◆ Problem set
A. Retype the part of the lab member profiles that begins at the words "PhD Student, Molecular Plant" and ends after the words "Her LinkedIn page is here.".
B. According to the lab member profiles, where does Ruifeng He work now?

◆ Document passage
Profile photo of Ameneh Tarakemeh

Ameneh Tarakemeh

PhD Student, Molecular Plant Sciences Program

Ameneh’s research focuses on the biology and biochemistry hemp (Cannabis sativa). She is investigating how the plant makes various compounds associated with specific aromas and how those processes are controlled and regulated within the plant. She is using novel . Her LinkedIn page is here.

Former Lab Members

Former Research Associates and Post-docs





Dr. Ruifeng He

Research Associate

Ruifeng’s work applied genomics and transcriptomics (and now proteomics) approaches to several project areas: rhizome-producing plant species, psyllids, insect vectors of significant plant pathogens, such as of Ca. Liberibacter asiaticus, the causative agent of Citrus Greening Disease (also called Huanglongbing, or HLB for short), and cultivated and wild rice. He now works for the USDA Agricultural Research Service. His LinkedIn page is here.

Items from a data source
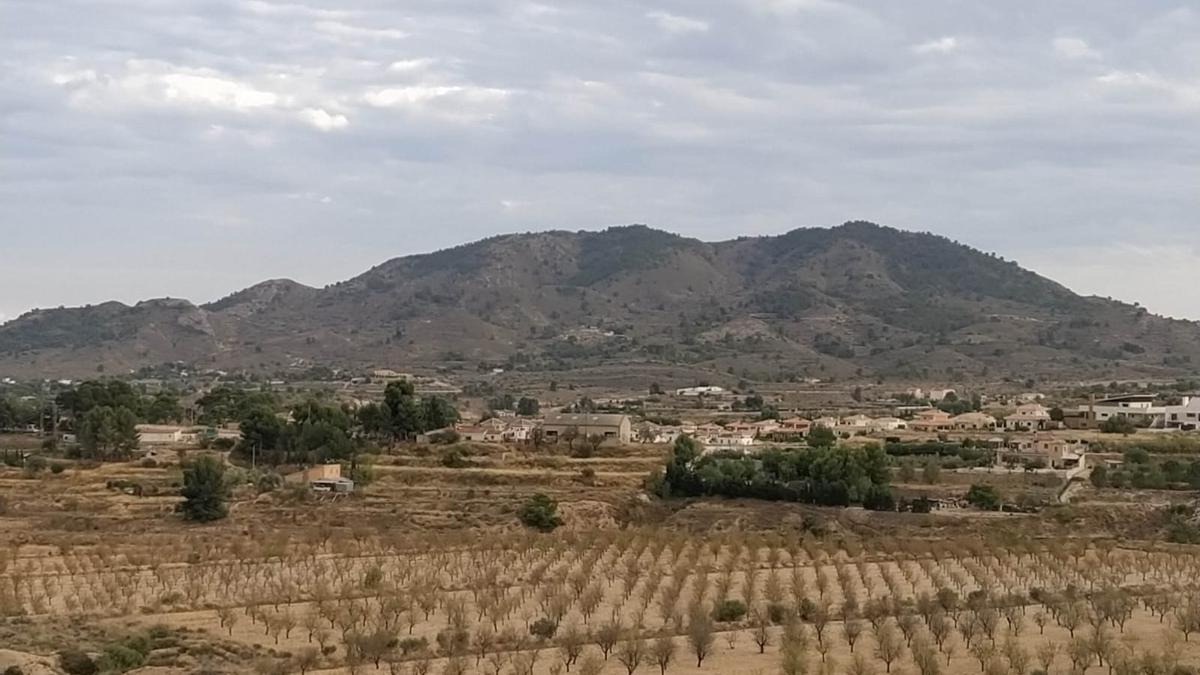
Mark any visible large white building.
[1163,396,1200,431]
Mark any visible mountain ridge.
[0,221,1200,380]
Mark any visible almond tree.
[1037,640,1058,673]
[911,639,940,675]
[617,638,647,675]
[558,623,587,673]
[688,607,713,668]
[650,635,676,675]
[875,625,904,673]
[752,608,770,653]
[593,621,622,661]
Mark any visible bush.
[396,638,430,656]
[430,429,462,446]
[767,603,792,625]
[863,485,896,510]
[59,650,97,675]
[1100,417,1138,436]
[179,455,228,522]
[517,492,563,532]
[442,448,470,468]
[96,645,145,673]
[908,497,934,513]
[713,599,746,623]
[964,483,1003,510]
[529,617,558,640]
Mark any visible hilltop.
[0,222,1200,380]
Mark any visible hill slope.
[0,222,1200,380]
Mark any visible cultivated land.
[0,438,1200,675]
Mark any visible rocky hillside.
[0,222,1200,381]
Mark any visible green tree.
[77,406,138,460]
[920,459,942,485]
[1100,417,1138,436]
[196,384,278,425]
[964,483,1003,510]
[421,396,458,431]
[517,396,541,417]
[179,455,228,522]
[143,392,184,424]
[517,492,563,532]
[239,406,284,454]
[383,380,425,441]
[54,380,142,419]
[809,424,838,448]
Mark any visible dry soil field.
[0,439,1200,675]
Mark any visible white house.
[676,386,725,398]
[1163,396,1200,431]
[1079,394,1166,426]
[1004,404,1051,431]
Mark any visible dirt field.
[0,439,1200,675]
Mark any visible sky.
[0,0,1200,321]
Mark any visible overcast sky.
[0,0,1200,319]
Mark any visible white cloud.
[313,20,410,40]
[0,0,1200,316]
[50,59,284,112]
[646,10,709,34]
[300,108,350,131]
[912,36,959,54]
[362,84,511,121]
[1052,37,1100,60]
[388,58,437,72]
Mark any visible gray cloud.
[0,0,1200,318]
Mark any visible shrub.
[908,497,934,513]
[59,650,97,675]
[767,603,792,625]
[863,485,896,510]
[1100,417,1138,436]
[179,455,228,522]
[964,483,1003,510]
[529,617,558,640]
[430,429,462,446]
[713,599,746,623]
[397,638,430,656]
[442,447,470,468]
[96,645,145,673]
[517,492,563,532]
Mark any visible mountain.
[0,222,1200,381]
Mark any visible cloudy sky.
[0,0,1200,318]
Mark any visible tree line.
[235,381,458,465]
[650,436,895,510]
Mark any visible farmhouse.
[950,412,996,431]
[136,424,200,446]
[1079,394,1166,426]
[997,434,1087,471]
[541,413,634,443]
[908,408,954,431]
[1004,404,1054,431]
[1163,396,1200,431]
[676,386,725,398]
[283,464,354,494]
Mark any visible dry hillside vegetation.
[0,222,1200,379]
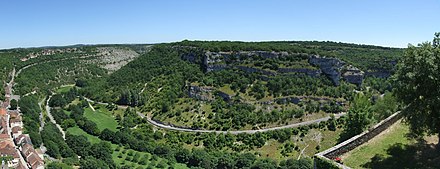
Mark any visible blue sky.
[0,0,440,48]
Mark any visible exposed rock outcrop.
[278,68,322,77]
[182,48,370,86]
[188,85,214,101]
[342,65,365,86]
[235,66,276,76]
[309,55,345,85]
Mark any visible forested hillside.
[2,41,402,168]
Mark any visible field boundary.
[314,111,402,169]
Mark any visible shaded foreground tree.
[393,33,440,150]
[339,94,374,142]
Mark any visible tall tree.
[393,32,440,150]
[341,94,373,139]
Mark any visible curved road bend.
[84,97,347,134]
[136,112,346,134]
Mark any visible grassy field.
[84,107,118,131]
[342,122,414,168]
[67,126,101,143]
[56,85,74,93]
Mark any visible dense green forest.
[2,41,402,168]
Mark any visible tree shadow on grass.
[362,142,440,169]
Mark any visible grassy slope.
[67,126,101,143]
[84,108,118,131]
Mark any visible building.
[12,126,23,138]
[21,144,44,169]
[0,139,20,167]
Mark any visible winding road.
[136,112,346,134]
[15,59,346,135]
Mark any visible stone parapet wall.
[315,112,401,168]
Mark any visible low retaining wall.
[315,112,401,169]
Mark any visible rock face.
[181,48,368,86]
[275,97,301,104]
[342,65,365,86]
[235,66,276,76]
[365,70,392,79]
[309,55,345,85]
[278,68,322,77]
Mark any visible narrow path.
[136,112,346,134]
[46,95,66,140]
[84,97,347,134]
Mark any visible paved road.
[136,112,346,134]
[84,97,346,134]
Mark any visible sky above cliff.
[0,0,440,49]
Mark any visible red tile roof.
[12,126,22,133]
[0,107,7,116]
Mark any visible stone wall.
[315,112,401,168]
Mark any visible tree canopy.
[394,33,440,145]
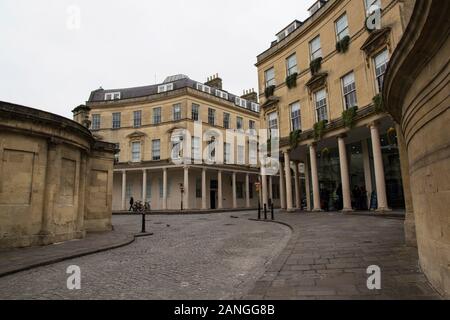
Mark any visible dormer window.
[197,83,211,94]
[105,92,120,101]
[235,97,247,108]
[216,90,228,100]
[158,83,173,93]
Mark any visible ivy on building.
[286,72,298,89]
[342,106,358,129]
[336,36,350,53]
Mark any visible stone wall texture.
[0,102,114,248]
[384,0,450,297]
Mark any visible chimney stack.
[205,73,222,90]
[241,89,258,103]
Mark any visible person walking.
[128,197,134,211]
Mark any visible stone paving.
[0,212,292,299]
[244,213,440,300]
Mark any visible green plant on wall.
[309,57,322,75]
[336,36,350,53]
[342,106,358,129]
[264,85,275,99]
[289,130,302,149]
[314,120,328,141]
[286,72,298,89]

◆ Activity answers
A.
PhD Student, Molecular Plant Sciences Program

Ameneh’s research focuses on the biology and biochemistry hemp (Cannabis sativa). She is investigating how the plant makes various compounds associated with specific aromas and how those processes are controlled and regulated within the plant. She is using novel . Her LinkedIn page is here.

B. The USDA Agricultural Research Service.